■ EXERCISE REQUIREMENTS ■
How many lines in the listing below include the word "door"? Answer with the number and nothing else.

■ DATASET ■

Content starts

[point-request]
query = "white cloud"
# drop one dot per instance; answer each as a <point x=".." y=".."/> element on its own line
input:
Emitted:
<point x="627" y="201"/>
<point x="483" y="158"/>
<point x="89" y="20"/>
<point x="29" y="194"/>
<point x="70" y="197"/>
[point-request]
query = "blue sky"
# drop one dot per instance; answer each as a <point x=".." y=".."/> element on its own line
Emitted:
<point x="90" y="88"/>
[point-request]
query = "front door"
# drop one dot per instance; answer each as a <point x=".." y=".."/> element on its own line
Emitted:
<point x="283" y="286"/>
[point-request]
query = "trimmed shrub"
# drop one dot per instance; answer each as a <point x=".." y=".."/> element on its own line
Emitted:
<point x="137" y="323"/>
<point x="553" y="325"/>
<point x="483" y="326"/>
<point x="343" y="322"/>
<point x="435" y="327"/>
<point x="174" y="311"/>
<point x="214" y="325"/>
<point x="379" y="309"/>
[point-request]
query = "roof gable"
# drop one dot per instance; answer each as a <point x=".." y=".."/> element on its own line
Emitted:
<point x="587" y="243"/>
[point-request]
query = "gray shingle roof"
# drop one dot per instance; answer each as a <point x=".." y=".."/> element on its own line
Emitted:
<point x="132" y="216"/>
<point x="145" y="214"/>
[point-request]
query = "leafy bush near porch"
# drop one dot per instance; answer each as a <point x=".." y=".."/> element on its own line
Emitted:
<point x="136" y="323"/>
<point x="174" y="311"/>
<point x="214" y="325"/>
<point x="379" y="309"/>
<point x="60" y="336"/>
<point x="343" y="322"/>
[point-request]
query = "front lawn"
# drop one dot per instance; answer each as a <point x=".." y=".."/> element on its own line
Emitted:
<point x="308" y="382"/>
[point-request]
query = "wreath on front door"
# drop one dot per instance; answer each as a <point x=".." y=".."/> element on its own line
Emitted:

Content ends

■ RESPONSE TO THIS EXERCISE ■
2